KUTIPAN PILIHAN:
■ ■ ■ ■

Penetapan UMP Jatim 2022 itu diputuskan berdasarkan Surat Keputusan (SK) Gubernur Jawa Timur Nomor 188/783/KPTS/013/2021 tentang Upah Minimum Provinsi (UMP) Provinsi Jawa Timur Tahun 2022.
Tentu saja, keputusan penetapan UMK tidak bisa menyenangkan semua orang. Itu sudah suratan sejak dulu. Kadang, pekerjanya yang tidak puas. Kadang, pihak pengusahanya.
Dari pesan broadcast yang saya terima di beberapa grup pertemanan WhatsApp, aksi unjuk rasa itu bahkan tidak hanya dilakukan kemarin. Tapi juga berlanjut pada Jumat (26/11). Bahkan, masih berlanjut di hari Senin-Selasa pekan depan.
Perihal unjuk rasa merespons penetapan UMP ataupun jelang pengumuman UMP, sebenarnya bukan kejadian baru.
Setahu saya, aksi seperti itu sudah sejak lama ada. Seoah mentradisi. Pokoknya setiap bulan November menjelang Desember, siap-siap mendapat kabar pekerja turun ke jalan.
Meski, di tahun kemarin, tidak ada pemandangan seperti itu. Sebab, situasi pandemi Covid-19 yang tidak memperbolehkan adanya kerumunan, membuat aksi demo tidak mendapat tempat.

■ ■ ■ ■

BAHAN YANG DISEDIAKAN:
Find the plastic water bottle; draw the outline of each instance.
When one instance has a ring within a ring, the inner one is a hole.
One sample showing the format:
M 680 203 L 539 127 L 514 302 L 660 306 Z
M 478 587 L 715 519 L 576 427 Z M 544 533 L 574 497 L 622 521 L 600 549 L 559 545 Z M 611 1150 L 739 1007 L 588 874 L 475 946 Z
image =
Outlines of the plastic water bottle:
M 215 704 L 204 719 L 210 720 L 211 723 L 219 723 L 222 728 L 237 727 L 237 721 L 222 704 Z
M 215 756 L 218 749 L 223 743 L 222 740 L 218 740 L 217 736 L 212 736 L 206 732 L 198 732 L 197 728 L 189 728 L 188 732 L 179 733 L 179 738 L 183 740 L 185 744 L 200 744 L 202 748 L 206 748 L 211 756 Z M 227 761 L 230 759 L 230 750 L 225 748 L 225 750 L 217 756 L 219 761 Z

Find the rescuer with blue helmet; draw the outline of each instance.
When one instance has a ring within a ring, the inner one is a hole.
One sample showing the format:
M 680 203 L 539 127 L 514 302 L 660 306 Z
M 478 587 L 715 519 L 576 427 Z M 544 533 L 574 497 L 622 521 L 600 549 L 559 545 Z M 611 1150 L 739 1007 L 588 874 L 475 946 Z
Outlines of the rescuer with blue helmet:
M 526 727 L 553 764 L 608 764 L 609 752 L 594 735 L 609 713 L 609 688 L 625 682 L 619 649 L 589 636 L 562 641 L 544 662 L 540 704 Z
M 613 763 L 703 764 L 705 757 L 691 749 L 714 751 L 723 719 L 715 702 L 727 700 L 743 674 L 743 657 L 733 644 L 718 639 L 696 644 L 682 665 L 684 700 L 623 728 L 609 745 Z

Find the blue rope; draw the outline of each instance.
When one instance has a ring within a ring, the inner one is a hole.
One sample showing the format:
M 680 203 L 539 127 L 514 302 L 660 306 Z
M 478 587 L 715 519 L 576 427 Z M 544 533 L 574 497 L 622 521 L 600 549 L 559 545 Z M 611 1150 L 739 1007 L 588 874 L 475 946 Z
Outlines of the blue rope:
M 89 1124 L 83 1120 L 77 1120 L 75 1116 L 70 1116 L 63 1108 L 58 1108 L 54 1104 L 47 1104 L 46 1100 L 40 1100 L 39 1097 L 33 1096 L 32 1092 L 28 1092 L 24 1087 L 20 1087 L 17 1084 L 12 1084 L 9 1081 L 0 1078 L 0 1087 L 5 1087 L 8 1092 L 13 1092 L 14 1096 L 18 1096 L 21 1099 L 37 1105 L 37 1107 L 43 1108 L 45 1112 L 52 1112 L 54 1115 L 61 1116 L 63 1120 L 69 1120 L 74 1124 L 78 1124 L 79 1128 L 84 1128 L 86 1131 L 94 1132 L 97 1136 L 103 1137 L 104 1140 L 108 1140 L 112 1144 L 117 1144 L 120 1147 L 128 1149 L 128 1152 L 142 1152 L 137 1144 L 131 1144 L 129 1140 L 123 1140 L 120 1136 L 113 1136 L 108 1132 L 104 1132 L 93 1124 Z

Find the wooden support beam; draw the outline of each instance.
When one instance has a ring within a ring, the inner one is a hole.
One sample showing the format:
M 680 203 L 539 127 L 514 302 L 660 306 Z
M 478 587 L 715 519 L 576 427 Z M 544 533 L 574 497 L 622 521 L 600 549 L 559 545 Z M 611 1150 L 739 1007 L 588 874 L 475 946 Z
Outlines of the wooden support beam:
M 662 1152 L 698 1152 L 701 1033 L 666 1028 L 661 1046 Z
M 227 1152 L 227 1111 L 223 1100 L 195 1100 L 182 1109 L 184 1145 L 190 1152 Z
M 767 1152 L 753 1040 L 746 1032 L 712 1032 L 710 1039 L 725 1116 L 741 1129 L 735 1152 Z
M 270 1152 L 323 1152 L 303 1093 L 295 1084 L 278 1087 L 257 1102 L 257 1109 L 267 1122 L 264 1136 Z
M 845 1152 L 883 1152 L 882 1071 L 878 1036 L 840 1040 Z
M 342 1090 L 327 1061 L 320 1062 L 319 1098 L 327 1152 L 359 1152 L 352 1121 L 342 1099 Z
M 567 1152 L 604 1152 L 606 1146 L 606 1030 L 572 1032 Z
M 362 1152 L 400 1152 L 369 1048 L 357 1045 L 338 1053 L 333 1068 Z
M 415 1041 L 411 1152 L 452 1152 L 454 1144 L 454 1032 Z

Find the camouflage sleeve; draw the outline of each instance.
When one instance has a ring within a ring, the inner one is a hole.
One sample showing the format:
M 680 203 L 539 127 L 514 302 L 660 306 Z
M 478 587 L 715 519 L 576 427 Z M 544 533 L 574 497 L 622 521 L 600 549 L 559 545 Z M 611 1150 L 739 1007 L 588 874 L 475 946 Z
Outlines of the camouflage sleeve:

■ ■ ■ ■

UJI PEMAHAMAN:
- A) Dalam kutipan tentang UMP Jatim 2022, apa yang membuat aksi demo tidak mendapat tempat pada tahun kemarin?
- B) Teruskan kutipan tentang UMP Jatim 2022, mulai setelah kalimat terakhirnya.

HASIL:
- A) Situasi pandemi Covid-19 yang tidak memperbolehkan adanya kerumunan.

- B)
Malah, setahu saya, beberapa kepala daerah di Jawa Timur memiliki jurus baru untuk meredam aksi unjuk rasa ini. Ada kepala daerah yang menggelar silaturahmi buruh dengan memberikan bantuan berupa sembako maupun door prize.
Ada juga yang menggelar diskusi dengan menyerap aspirasi para buruh. Lantas menggaungkan pentingnya para pekerja untuk memiliki BPJS Ketenagakerjaan yang lantas pengurusannya akan dibantu pemerintah kota atau kabupaten setempat.
Intinya, ada beberapa cara yang bisa dilakukan agar aspirasi bisa disampaikan secara lebih enak situasinya. Tidak perlu mengganggu para pengguna jalan.
Namun, terkait unjuk rasa, jangan menganggap aksi itu sekadar untuk 'pamer kekuatan'. Tidak bisa digebyah uyah.
Sebab, ada harapan di sana. Harapan dan keinginan untuk bisa hidup lebih sejahtera melalui kenaikan besaran UMP yang menurut mereka sudah seharusnya.